_Given exercise 1_:
Answer each question from the passage on recycling streams in coal-to-liquid production, one answer per line:
(a) What does recycling the carbon-containing second product stream 246b improve?
(b) In which unit may the tail gases 291 be compressed before reaching the entrained flow gasifier 216?
(c) Which process loses its tail gas 291 feed when those gases are recycled to the coal gasification process 210?
_Given exercise 2_:
Pick up the passage on recycling streams in coal-to-liquid production after its final sentence and extend it in the same style.

The reduction in the size of the second product stream 246b allows
the second product stream 246b to be recycled to the coal
gasification process 210. Recycling of the carbon-containing second
product stream 246b improves carbon conversion in the
coal-to-liquid hydrocarbon production process 200 and decreases the
amount of carbon-based pollutants produced by the process.
[0087] In still other embodiments of the invention, tail gases 291,
light fuel components, or a mixture of tail gases 291 and light
fuel components from a Fischer-Tropsch process 260 of a
coal-to-liquid hydrocarbon production process 200 may be recycled
to the coal gasification process 210. In particular,
carbon-containing tail gases 291 and any light fuel components may
be fed to the entrained flow gasifier 216, or other gasification
unit, to facilitate the conversion of the carbon in the coal to
desirable fuel products. An example of such recycling is
illustrated in FIG. 5.
[0088] As illustrated in FIG. 5, the tail gases 291 from a
Fischer-Tropsch process 260 are recycled to the entrained flow
gasifier 216. The tail gases 291 may undergo compression in
compressor 299 before being fed to the entrained flow gasifier 216.
The recycling of the tail gases 291 to the coal gasification
process 210 eliminates the tail gas 291 feed for a heat recovery
and power generation process 290 in the coal-to-liquid hydrocarbon
production process 200. The elimination of the tail gas 291 feed to
a heat recovery and power generation process 290 eliminates the
need for the heat recovery and generation equipment associated with
such processes. In addition, recycling of carbon-containing tail
gases 291, and in some instances light hydrocarbons, from the
Fischer-Tropsch process 260 to the coal gasification process 210
facilitates further conversion of the tail gases 291 into synthesis
gas. For example, the tail gases 291 may include light
hydrocarbons, residual hydrogen, carbon monoxide, water, and carbon
dioxide that may be converted into synthesis gas in the coal
gasification process 210.
[0089] While the process illustrated in FIG. 5 includes the
recycling of the tail gases 291 from the Fischer-Tropsch process
260 and the second product stream 246b from the Rectisol process
246 to the entrained flow gasifier 216, it is understood that the
tail gases 291 from the Fischer-Tropsch process 260 may be recycled
without recycling the second product stream 246b to the entrained
flow gasifier 216. In addition, it is understood that the recycled
tail gases 291 from the Fischer-Tropsch process 260 may include all
or only a portion of the total tail gases 291 produced by the
Fischer-Tropsch process 260. Similarly, the second product stream
246b from the Rectisol process 246 that is recycled to the
entrained flow gasifier 216 may include all or only a portion of
the second product stream 246b.

(Stored records)
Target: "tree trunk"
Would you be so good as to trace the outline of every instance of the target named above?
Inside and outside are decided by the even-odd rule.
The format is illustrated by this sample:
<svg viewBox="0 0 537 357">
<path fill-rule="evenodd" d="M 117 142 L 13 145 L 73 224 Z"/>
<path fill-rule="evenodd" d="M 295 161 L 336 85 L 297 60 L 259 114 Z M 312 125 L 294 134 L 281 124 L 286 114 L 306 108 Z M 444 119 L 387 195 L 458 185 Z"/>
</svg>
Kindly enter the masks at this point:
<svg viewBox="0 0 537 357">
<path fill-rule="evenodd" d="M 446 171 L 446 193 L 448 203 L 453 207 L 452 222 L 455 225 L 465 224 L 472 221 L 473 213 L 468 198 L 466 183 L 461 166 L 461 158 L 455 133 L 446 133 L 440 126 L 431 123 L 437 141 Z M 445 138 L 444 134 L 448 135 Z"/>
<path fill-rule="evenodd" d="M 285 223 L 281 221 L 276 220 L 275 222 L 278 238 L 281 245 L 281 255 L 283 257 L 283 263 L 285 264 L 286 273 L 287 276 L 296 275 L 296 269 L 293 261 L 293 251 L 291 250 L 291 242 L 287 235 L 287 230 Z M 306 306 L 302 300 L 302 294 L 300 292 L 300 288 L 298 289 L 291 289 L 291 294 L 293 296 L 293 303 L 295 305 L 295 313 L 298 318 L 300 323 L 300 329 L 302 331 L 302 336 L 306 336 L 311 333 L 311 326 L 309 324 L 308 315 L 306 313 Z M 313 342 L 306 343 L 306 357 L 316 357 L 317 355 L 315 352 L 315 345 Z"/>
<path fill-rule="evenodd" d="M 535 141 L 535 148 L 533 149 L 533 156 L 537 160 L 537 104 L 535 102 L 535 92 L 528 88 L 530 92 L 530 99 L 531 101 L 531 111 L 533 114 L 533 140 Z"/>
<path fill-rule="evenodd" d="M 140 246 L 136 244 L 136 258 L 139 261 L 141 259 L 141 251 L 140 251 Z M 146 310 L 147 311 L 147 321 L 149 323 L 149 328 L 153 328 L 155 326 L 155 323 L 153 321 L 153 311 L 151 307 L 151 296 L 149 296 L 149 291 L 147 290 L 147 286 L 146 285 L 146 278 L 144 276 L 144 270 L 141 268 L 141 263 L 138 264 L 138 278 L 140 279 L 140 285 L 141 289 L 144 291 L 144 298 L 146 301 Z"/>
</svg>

---

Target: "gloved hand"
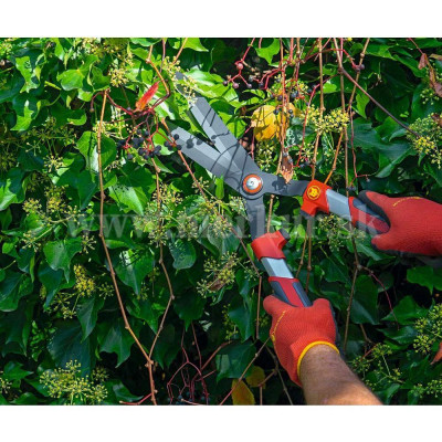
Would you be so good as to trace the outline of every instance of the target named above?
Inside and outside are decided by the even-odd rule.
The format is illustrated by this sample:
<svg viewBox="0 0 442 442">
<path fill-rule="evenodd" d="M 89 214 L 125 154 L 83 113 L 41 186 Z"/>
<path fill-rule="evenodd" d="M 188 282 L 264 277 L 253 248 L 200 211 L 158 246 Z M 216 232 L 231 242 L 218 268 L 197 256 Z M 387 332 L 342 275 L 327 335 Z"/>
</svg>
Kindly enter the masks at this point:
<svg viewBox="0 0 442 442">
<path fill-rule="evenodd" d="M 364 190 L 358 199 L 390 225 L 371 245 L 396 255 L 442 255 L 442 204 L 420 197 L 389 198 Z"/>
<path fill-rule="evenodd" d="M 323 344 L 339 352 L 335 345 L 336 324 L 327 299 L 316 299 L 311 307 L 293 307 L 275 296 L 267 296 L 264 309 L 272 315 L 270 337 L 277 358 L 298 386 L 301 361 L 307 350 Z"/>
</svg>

==

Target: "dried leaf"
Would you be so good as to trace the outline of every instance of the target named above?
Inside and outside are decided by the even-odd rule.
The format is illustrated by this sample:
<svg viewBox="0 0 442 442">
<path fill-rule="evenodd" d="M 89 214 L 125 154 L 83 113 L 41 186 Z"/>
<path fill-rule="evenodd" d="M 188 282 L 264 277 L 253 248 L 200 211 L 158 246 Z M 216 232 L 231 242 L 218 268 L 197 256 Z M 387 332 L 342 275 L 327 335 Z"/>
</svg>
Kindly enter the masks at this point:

_Written answer 1_:
(a) Carbon conversion in the coal-to-liquid hydrocarbon production process 200.
(b) Compressor 299.
(c) The heat recovery and power generation process 290.

_Written answer 2_:
[0090] It is also understood that the recycling of the second
product stream 246b, the tail gases 291, or a portion or all of the
second product stream 246b and tail gases 291 to the entrained flow
gasifier 216 may occur in a process that does not employ a
water-splitting process 300. For example, in process 100 of FIG. 1,
carbon-containing products from the gas cleanup process 130 and
from the Fischer-Tropsch process 160 may be recycled to the
entrained flow gasifier 116 in a manner similar to that illustrated
in FIGS. 4 and 5.
[0091] In some embodiments, the steam generated within the
coal-to-liquid hydrocarbon production process 200 may be recovered
and combined with heat from one or more nuclear power sources 302
associated with the water-splitting process 300 to superheat the
recovered steam and generate electricity according to conventional
methods. In still other embodiments of the invention, steam
recovered from the coal-to-liquid hydrocarbon production process
200 may be utilized or superheated by one or more nuclear power
sources 302 or reactors in a water-splitting process 300 associated
with the coal-to-liquid hydrocarbon production process 200.
[0092] A simulated comparison of the coal-to-liquid hydrocarbon
production process 200 illustrated in FIG. 5 with the
coal-to-liquid hydrocarbon production process 200 illustrated in
FIG. 3 and with the conventional CTL process 100 illustrated in
FIG. 1 was performed using Aspen.TM. software. In addition, a
smaller coal-to-liquid hydrocarbon production process 200 based
upon the configuration illustrated in FIG. 5 was simulated to
compare with larger process configurations. The results of the
simulations are given in Table 2:
TABLE-US-00002 TABLE 2 CTL CTL CTL Process Process Process 100 200
200 Small CTL (FIG. 1) (FIG. 3) (FIG. 5) Process Coal Feed 18,800
18,800 18,800 5,800 (ton/day) Liquid Fuel 26,000 58,200 84,672
26,000 Produced (bbl/day) Conversion 1.38 3.09 4.49 4.49 (bbl
liquids/ton coal) Yield of Liquid Fuel 29.5 65.8 95.7 95.7 (% of
carbon input)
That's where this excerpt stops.